◆ **任务说明**:
请把下面全部记录重新写出，将其中的“window sill”一律改为“windowsill”，其余内容保持原样。

===

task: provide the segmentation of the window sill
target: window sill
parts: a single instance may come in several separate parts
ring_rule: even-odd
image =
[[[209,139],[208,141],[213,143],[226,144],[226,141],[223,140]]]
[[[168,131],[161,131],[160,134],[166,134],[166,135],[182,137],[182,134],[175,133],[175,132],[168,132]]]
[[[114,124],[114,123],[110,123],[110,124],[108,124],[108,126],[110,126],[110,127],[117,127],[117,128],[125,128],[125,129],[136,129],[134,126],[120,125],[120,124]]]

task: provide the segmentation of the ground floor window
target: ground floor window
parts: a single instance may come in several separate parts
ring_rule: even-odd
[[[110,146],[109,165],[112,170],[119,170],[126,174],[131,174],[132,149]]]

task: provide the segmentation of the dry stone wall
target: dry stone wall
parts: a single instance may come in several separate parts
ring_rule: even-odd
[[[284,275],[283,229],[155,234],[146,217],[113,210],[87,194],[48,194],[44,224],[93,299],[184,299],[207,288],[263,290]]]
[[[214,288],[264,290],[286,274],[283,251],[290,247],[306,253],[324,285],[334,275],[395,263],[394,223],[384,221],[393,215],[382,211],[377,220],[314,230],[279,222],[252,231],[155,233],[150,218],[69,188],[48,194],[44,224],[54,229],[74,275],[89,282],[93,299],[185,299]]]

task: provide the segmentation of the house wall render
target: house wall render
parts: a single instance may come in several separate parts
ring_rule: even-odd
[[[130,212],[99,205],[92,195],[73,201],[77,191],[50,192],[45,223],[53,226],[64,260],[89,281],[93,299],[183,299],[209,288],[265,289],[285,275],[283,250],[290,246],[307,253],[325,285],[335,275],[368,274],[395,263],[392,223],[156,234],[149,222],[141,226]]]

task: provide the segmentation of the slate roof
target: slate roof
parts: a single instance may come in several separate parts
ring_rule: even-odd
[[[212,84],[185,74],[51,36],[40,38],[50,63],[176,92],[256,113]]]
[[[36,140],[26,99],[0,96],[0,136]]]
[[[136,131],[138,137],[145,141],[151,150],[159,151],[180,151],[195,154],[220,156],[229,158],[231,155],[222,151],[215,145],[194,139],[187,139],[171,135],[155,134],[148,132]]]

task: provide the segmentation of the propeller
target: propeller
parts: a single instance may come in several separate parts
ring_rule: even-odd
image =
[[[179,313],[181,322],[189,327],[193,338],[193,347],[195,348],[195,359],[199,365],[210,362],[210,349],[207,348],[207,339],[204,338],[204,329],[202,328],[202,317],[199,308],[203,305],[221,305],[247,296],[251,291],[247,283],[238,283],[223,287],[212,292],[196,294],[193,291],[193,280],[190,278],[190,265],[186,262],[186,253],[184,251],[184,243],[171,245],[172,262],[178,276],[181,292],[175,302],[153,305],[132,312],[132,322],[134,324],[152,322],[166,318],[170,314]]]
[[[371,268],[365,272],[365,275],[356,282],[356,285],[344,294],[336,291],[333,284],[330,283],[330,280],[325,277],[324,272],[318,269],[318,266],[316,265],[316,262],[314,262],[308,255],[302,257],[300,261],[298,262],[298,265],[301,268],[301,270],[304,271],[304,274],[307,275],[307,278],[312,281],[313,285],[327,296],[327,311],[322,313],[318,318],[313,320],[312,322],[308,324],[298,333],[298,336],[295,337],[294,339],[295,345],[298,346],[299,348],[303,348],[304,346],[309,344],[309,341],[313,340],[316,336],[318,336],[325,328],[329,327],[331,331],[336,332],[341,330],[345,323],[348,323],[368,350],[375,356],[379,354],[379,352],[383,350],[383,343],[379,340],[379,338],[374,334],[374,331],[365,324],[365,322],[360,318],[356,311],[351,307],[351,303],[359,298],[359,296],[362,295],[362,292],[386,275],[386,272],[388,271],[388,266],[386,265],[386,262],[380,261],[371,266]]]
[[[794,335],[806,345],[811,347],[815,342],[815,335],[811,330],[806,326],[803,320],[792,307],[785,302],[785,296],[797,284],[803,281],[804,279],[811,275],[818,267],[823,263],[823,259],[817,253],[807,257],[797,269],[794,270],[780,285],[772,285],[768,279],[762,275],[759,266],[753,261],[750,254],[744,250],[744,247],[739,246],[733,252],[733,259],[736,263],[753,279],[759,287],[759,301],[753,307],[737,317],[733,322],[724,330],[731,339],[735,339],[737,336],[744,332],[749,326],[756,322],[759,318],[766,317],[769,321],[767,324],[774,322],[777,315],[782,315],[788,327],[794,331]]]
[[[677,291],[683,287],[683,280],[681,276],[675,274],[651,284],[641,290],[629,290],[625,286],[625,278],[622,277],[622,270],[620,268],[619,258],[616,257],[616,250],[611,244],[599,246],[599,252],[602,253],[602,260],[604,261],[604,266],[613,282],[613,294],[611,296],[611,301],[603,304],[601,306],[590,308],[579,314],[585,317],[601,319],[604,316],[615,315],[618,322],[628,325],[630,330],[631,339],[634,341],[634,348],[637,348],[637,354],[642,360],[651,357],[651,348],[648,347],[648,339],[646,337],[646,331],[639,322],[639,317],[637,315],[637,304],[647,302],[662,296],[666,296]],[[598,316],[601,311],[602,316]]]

===

◆ **回答**:
task: provide the segmentation of the windowsill
target: windowsill
parts: a single instance may come in several separate parts
ring_rule: even-odd
image =
[[[209,139],[208,141],[213,143],[226,144],[226,141],[223,140]]]
[[[168,131],[161,131],[160,134],[166,134],[166,135],[182,137],[182,134],[175,133],[175,132],[168,132]]]
[[[114,124],[114,123],[110,123],[110,124],[108,124],[108,126],[110,126],[110,127],[117,127],[117,128],[125,128],[125,129],[136,129],[134,126],[120,125],[120,124]]]

task: provide the segmentation of the ground floor window
target: ground floor window
parts: a single instance may come in several separate parts
ring_rule: even-odd
[[[110,146],[109,165],[112,170],[119,170],[126,174],[131,174],[132,149]]]

task: provide the segmentation of the dry stone wall
target: dry stone wall
parts: a single instance may come in several separate parts
ring_rule: even-odd
[[[284,275],[283,229],[155,234],[146,217],[113,210],[87,194],[48,194],[44,224],[93,299],[184,299],[207,288],[263,290]]]
[[[214,288],[264,290],[286,274],[283,251],[290,247],[306,253],[324,285],[334,275],[395,263],[394,223],[384,221],[393,215],[382,211],[377,220],[314,230],[279,222],[252,231],[155,233],[150,218],[69,188],[48,194],[44,224],[54,229],[74,275],[89,282],[93,299],[185,299]]]

task: provide the segmentation of the house wall render
target: house wall render
parts: a single instance may come in several separate parts
ring_rule: even-odd
[[[130,212],[99,205],[92,195],[73,201],[77,191],[50,192],[45,223],[53,226],[64,260],[89,281],[93,299],[183,299],[209,288],[265,289],[285,275],[283,250],[290,246],[307,253],[325,285],[335,275],[368,274],[395,263],[392,223],[156,234],[149,222],[141,226]]]

task: provide the segmentation of the slate roof
target: slate roof
parts: a single instance may come in several separate parts
ring_rule: even-odd
[[[212,84],[185,74],[51,36],[40,38],[50,63],[176,92],[256,113]]]
[[[36,140],[26,99],[0,96],[0,136]]]
[[[136,131],[138,137],[145,141],[151,150],[159,151],[180,151],[195,154],[220,156],[229,158],[231,155],[222,151],[215,145],[194,139],[187,139],[171,135],[155,134],[148,132]]]

task: provide the segmentation of the propeller
target: propeller
parts: a single instance may come in several separate parts
ring_rule: even-odd
image =
[[[179,313],[181,322],[189,327],[193,338],[193,347],[195,348],[195,359],[199,365],[210,362],[210,349],[207,348],[207,339],[204,338],[204,329],[202,328],[202,317],[199,308],[203,305],[221,305],[247,296],[251,291],[247,283],[238,283],[223,287],[212,292],[196,294],[193,291],[193,280],[190,278],[190,265],[186,262],[186,253],[184,251],[184,243],[171,245],[172,262],[178,276],[181,292],[175,302],[153,305],[132,312],[132,322],[134,324],[152,322],[166,318],[170,314]]]
[[[371,268],[365,272],[365,275],[356,282],[356,285],[344,294],[336,291],[333,284],[330,283],[330,280],[325,277],[324,272],[318,269],[318,266],[316,265],[316,262],[314,262],[308,255],[302,257],[300,261],[298,262],[298,265],[301,268],[301,270],[304,271],[304,274],[307,275],[307,278],[312,281],[313,285],[327,296],[327,311],[322,313],[318,318],[313,320],[312,322],[308,324],[298,333],[298,336],[295,337],[294,339],[295,345],[298,346],[299,348],[303,348],[304,346],[309,344],[309,341],[313,340],[316,336],[318,336],[325,328],[329,327],[331,331],[336,332],[341,330],[345,323],[348,323],[368,350],[375,356],[379,354],[379,352],[383,350],[383,343],[379,340],[379,338],[374,334],[374,331],[365,324],[365,322],[360,318],[356,311],[351,307],[351,303],[359,298],[359,296],[362,295],[362,292],[386,275],[386,272],[388,271],[388,266],[386,265],[386,262],[380,261],[371,266]]]
[[[794,335],[806,345],[811,347],[815,342],[815,335],[811,330],[806,326],[803,320],[792,307],[785,302],[785,296],[797,284],[803,281],[804,279],[811,275],[818,267],[823,263],[823,259],[817,253],[807,257],[797,269],[794,270],[780,285],[772,285],[768,279],[762,275],[759,266],[753,261],[750,254],[744,250],[744,247],[739,246],[733,252],[733,259],[736,263],[753,279],[759,287],[759,301],[753,307],[737,317],[733,322],[724,330],[731,339],[735,339],[737,336],[744,332],[749,326],[756,322],[759,318],[766,317],[769,321],[767,324],[774,322],[777,315],[782,315],[788,327],[794,331]]]
[[[677,291],[683,287],[683,280],[681,276],[675,274],[651,284],[641,290],[629,290],[625,286],[625,278],[622,277],[622,270],[620,268],[619,258],[616,257],[616,250],[611,244],[599,246],[599,252],[602,253],[602,260],[604,261],[604,266],[613,282],[613,294],[611,296],[611,301],[603,304],[601,306],[590,308],[579,314],[585,317],[601,319],[604,316],[615,315],[618,322],[628,325],[630,330],[631,339],[634,341],[634,348],[637,348],[637,354],[642,360],[651,357],[651,348],[648,347],[648,339],[646,337],[646,331],[639,322],[639,317],[637,315],[637,304],[647,302],[662,296],[666,296]],[[598,316],[601,311],[602,316]]]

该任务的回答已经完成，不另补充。